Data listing
___

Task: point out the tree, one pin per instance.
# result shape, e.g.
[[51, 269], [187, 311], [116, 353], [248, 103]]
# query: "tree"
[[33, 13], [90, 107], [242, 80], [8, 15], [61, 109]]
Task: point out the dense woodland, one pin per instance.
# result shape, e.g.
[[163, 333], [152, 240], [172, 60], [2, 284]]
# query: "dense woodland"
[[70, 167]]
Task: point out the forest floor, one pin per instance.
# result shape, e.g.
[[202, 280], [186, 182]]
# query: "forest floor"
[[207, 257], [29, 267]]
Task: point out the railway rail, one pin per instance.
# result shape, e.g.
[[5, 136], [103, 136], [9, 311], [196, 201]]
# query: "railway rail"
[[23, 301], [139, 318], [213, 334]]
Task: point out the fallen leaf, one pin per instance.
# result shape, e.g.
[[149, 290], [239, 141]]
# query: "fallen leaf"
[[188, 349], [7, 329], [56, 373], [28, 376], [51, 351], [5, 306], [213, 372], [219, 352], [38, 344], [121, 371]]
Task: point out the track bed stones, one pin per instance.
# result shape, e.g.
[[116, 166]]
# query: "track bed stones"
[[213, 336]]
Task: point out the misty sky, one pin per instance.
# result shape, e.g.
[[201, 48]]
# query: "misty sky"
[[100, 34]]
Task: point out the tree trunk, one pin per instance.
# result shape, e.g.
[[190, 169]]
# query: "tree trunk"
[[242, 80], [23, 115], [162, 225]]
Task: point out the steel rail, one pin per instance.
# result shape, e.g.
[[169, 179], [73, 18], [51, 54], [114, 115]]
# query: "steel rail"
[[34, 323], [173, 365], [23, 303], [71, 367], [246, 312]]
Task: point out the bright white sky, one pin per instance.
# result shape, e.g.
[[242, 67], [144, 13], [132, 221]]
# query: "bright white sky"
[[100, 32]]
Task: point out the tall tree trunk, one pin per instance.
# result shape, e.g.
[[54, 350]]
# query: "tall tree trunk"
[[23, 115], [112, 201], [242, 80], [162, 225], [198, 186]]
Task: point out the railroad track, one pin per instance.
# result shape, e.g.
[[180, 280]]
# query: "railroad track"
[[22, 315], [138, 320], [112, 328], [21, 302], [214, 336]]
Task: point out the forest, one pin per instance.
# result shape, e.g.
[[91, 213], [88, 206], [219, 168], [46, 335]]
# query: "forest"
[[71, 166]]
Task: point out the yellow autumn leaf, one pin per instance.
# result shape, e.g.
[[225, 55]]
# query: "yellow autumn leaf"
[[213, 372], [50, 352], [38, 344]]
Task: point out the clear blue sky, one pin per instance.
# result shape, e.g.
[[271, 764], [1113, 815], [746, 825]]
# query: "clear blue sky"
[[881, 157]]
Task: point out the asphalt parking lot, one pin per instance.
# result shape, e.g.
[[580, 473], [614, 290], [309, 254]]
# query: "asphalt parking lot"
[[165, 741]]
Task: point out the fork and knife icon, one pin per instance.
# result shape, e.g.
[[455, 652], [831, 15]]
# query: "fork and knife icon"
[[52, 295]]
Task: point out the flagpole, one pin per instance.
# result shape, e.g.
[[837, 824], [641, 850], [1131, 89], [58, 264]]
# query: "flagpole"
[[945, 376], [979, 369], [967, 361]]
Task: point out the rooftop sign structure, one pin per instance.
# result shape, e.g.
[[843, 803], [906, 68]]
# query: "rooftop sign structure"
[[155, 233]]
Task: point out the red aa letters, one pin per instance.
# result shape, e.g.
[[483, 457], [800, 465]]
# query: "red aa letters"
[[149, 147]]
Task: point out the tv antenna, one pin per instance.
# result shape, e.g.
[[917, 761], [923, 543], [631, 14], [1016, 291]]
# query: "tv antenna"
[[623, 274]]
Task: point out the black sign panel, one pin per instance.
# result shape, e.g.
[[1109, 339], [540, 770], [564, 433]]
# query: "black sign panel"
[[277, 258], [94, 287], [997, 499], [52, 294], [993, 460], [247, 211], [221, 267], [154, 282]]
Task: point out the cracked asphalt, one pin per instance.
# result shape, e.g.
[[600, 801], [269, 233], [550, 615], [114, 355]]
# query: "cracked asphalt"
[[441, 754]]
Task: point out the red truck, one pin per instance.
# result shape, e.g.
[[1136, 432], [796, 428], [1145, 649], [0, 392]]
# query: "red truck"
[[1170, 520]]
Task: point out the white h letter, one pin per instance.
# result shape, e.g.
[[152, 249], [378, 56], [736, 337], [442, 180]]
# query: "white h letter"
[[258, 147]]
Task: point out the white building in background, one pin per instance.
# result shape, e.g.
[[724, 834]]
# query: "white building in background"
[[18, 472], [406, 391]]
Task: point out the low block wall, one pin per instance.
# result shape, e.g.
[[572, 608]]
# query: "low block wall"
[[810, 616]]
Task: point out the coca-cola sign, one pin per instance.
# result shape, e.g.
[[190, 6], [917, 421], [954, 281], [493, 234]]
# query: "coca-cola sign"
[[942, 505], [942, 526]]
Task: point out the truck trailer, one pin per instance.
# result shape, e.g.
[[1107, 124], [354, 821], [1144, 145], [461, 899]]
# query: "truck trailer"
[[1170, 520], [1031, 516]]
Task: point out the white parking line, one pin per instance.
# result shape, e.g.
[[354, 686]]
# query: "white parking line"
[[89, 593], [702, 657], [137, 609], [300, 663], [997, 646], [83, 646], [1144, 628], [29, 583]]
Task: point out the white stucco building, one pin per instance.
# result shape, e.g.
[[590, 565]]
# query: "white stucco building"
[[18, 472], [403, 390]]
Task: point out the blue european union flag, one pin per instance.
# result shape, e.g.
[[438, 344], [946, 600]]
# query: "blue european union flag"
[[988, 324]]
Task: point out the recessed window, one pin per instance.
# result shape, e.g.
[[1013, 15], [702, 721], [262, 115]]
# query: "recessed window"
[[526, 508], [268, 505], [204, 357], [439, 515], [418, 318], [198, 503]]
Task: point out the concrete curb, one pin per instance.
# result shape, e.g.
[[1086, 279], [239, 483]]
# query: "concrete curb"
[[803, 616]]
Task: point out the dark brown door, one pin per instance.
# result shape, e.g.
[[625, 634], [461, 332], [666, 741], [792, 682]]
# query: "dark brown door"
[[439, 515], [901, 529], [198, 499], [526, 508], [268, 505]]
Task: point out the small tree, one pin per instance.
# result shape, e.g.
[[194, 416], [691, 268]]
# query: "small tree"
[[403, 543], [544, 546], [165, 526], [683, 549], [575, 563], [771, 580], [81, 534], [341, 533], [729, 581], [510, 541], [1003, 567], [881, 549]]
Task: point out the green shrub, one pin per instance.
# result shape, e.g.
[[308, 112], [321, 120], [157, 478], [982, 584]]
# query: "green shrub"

___

- _Problem details_: Each line of the material above must be retyped precisely.

- _Written answer_:
Task: point out the tree, one pin per instance.
# result shape, e.g.
[[51, 269], [187, 311], [116, 353], [248, 103]]
# query: "tree"
[[33, 13], [90, 107], [242, 80], [8, 15], [61, 109]]
Task: point out the dense woodland, one pin per instance.
# result shape, e.g.
[[163, 333], [152, 240], [172, 60], [2, 284]]
# query: "dense woodland"
[[70, 167]]
Task: point out the forest floor, one pin per instance.
# result shape, e.g.
[[202, 280], [186, 182]]
# query: "forest floor"
[[207, 257], [29, 267]]
Task: point out the railway rail, one pin per instance.
# result shape, e.g.
[[5, 136], [103, 136], [9, 311], [196, 201]]
# query: "railway rail"
[[23, 301], [139, 318], [213, 334]]
Task: point out the fallen leaf, one pin per instance.
# result shape, e.g.
[[149, 290], [239, 141]]
# query: "fallen leaf"
[[188, 349], [7, 329], [56, 373], [28, 376], [51, 351], [5, 306], [213, 372], [219, 352], [38, 344], [121, 371]]
Task: point out the track bed stones, one pin per instance.
# result shape, e.g.
[[116, 166]]
# query: "track bed stones"
[[213, 336]]
Task: point out the misty sky, one pin per instance.
# result shape, e.g.
[[201, 48]]
# query: "misty sky"
[[100, 34]]
Task: point out the tree trunk, one pin per instance.
# result shape, e.g.
[[190, 169]]
# query: "tree trunk"
[[242, 80], [23, 115], [162, 225]]
Task: point out the steel rail, one pin per instance.
# result shape, e.g.
[[169, 179], [73, 18], [51, 54], [114, 115]]
# query: "steel rail"
[[34, 323], [173, 365], [23, 303], [71, 367], [246, 312]]
Task: point out the bright white sky, one pin per instance.
# result shape, e.g.
[[242, 67], [144, 13], [132, 221]]
# query: "bright white sky"
[[100, 32]]
Task: point out the tall tree trunk, one pin per instance.
# result shape, e.g.
[[54, 350]]
# query: "tall tree trunk"
[[23, 115], [112, 201], [242, 80], [162, 225], [198, 186]]
Task: point out the railroad track, one pin per instance.
# result shape, e.g.
[[180, 280]]
# query: "railroad track"
[[22, 315], [138, 320], [112, 328], [21, 302], [214, 336]]
Task: point out the forest, one pin per instance.
# result shape, e.g.
[[91, 213], [88, 206], [219, 168], [46, 335]]
# query: "forest"
[[71, 166]]
Task: point out the yellow autumn leaf, one pin per instance.
# result shape, e.g.
[[225, 55]]
# query: "yellow autumn leaf"
[[213, 372], [50, 352], [38, 344]]
Task: point out the clear blue sky, one pin per instance.
# result shape, e.g.
[[271, 764], [1113, 815], [746, 825]]
# query: "clear blue sky"
[[881, 157]]
Task: point out the asphalt parking lot, one pin per instance.
# result shape, e.g.
[[580, 473], [614, 290], [309, 254]]
# query: "asphalt parking lot"
[[165, 741]]
Task: point out the fork and knife icon, one pin per instance.
# result shape, e.g.
[[455, 652], [831, 15]]
# query: "fork and knife icon"
[[52, 295]]
Task: point out the flagpole, one pin per instance.
# result shape, e.g.
[[837, 824], [641, 850], [1131, 89], [58, 264]]
# query: "flagpole"
[[945, 376], [979, 369], [967, 361]]
Task: point out the rooftop sign structure, one pin per instance.
# result shape, e.g.
[[843, 803], [906, 68]]
# query: "rooftop sign structure"
[[155, 233]]
Task: point out the red aa letters, one pin per instance.
# result shape, e.g.
[[483, 457], [800, 465]]
# query: "red aa letters"
[[149, 147]]
Task: point out the tv antenna, one pin per instance.
# result shape, e.g.
[[917, 761], [923, 543], [631, 14], [1016, 291]]
# query: "tv antenna"
[[623, 274]]
Task: point out the black sign panel, one pin per instance.
# result shape, e.g.
[[1109, 339], [540, 770], [564, 433]]
# query: "black sign panel"
[[277, 258], [94, 287], [997, 499], [52, 294], [993, 460], [247, 211], [221, 267], [154, 282]]
Task: point out the cracked asphalt, one pin per instance.
# result shape, e.g.
[[600, 801], [269, 233], [550, 615], [114, 355]]
# query: "cracked asphalt"
[[441, 754]]
Task: point out the red truck, one pin per instance.
# result shape, e.g.
[[1136, 432], [796, 428], [1145, 649], [0, 392]]
# query: "red truck"
[[1170, 520]]
Task: point out the white h letter, one pin per instance.
# result shape, e.g.
[[152, 249], [378, 56], [736, 337], [442, 180]]
# query: "white h letter"
[[258, 147]]
Task: point out the white building in background, one pin per instance.
# result shape, e.g.
[[724, 834]]
# query: "white building in background"
[[18, 472], [406, 391]]
Task: point out the low block wall, one pin per instance.
# result shape, e.g.
[[572, 608]]
# query: "low block wall"
[[810, 616]]
Task: point out the coca-cola sign, one pin per instance.
# result shape, e.g.
[[190, 6], [917, 421], [954, 281], [493, 234]]
# query: "coca-cola sign"
[[942, 505], [942, 526]]
Task: point out the truck trailer, one pin per instance.
# result shape, e.g.
[[1107, 124], [354, 821], [1144, 145], [461, 899]]
# query: "truck trailer"
[[1170, 520], [1031, 516]]
Task: point out the white parking line, one pin per instance.
# result shape, e.g.
[[354, 686]]
# query: "white parking line"
[[89, 593], [702, 657], [137, 609], [300, 663], [997, 646], [83, 646], [1144, 628], [29, 583]]
Task: point out the white stucco building, one pin per instance.
# result shape, e.g.
[[590, 565]]
# query: "white stucco building"
[[18, 472], [403, 390]]
Task: point out the blue european union flag, one pin per instance.
# result shape, e.g.
[[438, 344], [946, 600]]
# query: "blue european union flag"
[[988, 324]]
Task: point out the recessed window, one pin per instance.
# result shape, e.g.
[[1013, 15], [702, 721], [262, 115]]
# query: "recessed window"
[[526, 508], [268, 505], [204, 357], [439, 515], [418, 318], [198, 503]]
Task: point out the concrete curb, one pin per instance.
# result shape, e.g.
[[1086, 279], [239, 483]]
# query: "concrete curb"
[[803, 616]]
Task: point out the dark brown door, one pin per instance.
# result shape, e.g.
[[625, 634], [461, 332], [666, 741], [792, 682]]
# query: "dark brown door"
[[439, 515], [901, 529], [198, 499], [526, 508], [268, 505]]
Task: point out the small tree, one pin per instance.
# result shape, e.g.
[[194, 416], [691, 268]]
# query: "small tree"
[[403, 543], [544, 546], [165, 526], [683, 549], [575, 563], [771, 580], [81, 534], [341, 533], [729, 581], [510, 541], [1003, 567], [881, 549]]
Task: point out the green shrub, one pin per instance.
# result shape, e.g.
[[308, 112], [321, 120], [157, 478], [982, 584]]
# query: "green shrub"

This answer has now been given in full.